### [Goal of the exercise]
Report every line of the items below that contains the string "left", copying each such line in full. The match is case-sensitive.

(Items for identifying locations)
★ ★ ★ ★

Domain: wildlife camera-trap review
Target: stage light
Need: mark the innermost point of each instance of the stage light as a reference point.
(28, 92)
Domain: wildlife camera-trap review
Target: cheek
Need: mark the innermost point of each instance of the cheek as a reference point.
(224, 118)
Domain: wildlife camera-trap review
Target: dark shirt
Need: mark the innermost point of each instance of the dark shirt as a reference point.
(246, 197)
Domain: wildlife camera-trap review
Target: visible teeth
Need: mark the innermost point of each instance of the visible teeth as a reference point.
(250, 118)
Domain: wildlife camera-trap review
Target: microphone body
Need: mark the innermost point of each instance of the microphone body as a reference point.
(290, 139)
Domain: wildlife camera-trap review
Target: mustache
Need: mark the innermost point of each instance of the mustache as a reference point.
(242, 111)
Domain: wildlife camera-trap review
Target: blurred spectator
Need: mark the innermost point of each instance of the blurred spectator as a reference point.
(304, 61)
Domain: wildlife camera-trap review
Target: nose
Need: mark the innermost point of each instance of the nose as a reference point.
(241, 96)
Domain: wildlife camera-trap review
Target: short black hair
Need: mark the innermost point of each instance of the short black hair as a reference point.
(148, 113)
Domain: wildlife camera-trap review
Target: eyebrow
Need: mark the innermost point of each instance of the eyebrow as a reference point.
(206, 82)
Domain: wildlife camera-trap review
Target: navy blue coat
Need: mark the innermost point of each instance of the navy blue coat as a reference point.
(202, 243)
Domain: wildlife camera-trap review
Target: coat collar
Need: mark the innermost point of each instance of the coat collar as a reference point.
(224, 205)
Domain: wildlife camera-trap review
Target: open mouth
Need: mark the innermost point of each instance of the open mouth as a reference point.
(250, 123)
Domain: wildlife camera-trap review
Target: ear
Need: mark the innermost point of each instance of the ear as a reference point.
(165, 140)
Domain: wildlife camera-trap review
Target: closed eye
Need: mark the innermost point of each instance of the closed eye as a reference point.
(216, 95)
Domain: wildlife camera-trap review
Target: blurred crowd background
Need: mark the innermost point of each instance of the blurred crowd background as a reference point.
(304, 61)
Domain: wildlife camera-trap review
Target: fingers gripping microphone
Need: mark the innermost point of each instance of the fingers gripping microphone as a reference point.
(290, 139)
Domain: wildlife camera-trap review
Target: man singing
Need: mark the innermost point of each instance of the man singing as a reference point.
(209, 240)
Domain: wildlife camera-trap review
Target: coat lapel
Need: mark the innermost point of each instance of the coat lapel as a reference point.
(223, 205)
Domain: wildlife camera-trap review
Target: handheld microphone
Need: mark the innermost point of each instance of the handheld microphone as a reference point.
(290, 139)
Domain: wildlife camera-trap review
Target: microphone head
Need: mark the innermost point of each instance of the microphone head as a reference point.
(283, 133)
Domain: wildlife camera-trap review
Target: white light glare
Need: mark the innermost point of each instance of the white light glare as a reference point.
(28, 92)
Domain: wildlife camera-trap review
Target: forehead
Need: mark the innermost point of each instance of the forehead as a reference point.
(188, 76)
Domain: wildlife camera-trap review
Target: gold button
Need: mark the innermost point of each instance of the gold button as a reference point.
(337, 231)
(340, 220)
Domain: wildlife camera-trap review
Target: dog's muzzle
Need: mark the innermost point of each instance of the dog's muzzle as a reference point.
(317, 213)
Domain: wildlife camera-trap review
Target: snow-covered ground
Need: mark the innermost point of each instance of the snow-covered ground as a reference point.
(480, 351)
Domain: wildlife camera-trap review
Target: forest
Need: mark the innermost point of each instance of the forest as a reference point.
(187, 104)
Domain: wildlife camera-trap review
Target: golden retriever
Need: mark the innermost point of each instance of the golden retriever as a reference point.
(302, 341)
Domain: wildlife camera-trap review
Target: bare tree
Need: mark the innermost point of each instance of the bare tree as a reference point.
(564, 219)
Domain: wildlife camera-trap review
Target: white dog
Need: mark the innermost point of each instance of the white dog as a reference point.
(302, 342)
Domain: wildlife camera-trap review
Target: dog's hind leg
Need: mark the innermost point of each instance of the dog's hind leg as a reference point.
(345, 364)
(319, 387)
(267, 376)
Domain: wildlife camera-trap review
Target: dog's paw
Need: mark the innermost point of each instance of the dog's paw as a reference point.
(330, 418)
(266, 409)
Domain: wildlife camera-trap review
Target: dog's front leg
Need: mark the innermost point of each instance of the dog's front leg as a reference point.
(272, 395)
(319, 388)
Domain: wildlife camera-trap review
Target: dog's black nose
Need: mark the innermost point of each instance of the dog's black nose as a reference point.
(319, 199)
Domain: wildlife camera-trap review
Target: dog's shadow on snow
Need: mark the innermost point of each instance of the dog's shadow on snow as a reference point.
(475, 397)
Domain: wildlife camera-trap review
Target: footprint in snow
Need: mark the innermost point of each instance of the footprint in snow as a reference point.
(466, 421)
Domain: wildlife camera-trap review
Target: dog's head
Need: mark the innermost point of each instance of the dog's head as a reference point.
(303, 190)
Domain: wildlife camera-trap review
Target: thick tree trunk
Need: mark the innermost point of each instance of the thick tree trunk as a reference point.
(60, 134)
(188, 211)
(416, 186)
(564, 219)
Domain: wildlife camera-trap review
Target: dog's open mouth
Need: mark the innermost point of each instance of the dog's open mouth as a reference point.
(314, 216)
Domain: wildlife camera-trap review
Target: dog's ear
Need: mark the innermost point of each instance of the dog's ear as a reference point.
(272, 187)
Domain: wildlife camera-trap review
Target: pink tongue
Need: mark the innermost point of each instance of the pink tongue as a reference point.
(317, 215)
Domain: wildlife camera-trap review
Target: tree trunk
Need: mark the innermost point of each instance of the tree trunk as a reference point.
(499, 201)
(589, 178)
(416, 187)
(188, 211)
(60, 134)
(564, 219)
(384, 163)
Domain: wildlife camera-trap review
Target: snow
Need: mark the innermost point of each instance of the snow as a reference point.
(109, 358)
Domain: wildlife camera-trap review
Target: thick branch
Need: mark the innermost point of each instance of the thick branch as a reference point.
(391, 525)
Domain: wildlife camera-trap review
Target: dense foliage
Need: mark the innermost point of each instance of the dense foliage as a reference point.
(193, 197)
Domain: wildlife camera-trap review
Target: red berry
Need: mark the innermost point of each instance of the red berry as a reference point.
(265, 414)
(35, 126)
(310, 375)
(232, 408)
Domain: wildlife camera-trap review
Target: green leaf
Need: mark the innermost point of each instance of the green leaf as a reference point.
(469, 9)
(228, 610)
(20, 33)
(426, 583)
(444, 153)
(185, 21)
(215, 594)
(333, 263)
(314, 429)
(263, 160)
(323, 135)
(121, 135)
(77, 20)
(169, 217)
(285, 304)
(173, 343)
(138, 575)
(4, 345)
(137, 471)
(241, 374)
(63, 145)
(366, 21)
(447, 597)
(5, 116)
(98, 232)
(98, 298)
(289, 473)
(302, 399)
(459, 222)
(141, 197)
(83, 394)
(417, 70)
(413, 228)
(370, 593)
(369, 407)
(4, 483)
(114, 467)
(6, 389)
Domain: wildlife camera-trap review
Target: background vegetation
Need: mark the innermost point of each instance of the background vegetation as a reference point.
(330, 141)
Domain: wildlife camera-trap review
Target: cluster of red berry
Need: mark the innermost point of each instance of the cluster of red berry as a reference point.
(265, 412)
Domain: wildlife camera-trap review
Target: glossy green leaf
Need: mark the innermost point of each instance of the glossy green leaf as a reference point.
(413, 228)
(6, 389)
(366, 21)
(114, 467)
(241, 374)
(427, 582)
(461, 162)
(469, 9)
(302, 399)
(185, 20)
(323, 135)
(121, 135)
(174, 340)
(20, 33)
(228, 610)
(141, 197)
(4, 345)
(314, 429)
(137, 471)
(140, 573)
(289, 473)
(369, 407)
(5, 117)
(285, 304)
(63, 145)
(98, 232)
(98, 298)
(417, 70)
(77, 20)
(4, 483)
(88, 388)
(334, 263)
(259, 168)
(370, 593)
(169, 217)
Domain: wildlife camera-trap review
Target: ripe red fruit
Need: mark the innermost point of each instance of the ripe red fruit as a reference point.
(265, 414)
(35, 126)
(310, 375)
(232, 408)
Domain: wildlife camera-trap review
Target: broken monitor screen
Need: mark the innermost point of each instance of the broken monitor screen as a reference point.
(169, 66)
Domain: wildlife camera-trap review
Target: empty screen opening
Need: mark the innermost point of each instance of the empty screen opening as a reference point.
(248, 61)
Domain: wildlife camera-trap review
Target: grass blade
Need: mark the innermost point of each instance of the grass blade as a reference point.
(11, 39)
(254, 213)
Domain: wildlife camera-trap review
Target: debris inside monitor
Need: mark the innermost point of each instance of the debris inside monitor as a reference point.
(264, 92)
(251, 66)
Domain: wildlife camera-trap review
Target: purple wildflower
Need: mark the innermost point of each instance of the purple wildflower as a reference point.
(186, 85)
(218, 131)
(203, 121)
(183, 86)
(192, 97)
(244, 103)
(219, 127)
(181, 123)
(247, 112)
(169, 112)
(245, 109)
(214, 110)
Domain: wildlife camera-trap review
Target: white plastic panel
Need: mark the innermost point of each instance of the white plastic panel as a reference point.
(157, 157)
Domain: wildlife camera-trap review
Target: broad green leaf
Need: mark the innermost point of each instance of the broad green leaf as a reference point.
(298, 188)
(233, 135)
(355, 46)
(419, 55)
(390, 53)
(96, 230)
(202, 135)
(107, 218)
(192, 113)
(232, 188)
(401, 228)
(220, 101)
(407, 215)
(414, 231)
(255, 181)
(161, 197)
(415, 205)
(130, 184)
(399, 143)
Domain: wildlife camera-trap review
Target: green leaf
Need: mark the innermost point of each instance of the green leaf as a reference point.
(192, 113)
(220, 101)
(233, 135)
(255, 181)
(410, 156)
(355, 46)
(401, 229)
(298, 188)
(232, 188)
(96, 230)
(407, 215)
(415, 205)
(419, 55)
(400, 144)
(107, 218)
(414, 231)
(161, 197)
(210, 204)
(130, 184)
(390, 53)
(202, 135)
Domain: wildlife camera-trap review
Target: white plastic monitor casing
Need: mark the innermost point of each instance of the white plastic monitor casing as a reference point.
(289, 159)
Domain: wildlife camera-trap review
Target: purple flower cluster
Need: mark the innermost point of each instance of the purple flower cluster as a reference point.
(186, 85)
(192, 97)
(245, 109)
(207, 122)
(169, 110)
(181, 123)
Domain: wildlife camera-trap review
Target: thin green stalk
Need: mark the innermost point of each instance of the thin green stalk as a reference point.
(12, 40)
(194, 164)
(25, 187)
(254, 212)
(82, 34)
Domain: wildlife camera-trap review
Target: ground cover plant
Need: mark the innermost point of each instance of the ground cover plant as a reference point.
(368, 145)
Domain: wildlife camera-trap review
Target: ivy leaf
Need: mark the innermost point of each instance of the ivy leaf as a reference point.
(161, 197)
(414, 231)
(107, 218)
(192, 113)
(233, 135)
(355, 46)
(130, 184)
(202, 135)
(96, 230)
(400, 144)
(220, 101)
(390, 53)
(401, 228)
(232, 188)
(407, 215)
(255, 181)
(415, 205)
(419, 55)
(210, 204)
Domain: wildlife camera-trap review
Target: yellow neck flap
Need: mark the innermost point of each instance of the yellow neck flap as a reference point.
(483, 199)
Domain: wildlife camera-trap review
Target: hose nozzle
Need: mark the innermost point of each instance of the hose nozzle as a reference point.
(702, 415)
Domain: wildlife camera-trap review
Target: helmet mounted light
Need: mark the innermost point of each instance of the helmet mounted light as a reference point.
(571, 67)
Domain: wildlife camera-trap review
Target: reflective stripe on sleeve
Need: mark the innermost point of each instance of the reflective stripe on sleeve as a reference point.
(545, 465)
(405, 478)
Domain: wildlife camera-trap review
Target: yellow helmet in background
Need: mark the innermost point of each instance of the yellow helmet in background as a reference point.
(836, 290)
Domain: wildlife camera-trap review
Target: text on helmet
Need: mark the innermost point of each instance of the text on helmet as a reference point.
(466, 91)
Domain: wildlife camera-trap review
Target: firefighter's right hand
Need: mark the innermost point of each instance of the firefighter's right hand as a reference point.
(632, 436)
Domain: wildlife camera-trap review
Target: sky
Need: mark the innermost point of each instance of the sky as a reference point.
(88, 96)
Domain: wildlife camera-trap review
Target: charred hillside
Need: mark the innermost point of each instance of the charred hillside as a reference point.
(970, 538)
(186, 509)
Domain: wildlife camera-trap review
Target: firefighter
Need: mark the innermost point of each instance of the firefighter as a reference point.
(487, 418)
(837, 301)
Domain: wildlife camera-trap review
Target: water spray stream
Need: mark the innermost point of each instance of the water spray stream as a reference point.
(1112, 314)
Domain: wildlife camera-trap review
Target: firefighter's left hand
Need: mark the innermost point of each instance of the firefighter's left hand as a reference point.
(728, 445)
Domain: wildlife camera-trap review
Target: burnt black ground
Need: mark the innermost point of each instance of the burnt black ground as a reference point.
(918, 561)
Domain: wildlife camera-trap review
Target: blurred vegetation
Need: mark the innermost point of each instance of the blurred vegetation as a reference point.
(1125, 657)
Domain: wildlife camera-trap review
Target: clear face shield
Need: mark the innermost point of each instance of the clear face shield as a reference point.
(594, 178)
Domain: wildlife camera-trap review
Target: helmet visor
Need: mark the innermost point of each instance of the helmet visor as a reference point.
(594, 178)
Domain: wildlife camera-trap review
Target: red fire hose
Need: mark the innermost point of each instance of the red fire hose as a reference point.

★ ★ ★ ★

### [Solution to this problem]
Target: firefighter's left hand
Need: mark the innermost point of each instance of the firefighter's left hand as a reference point.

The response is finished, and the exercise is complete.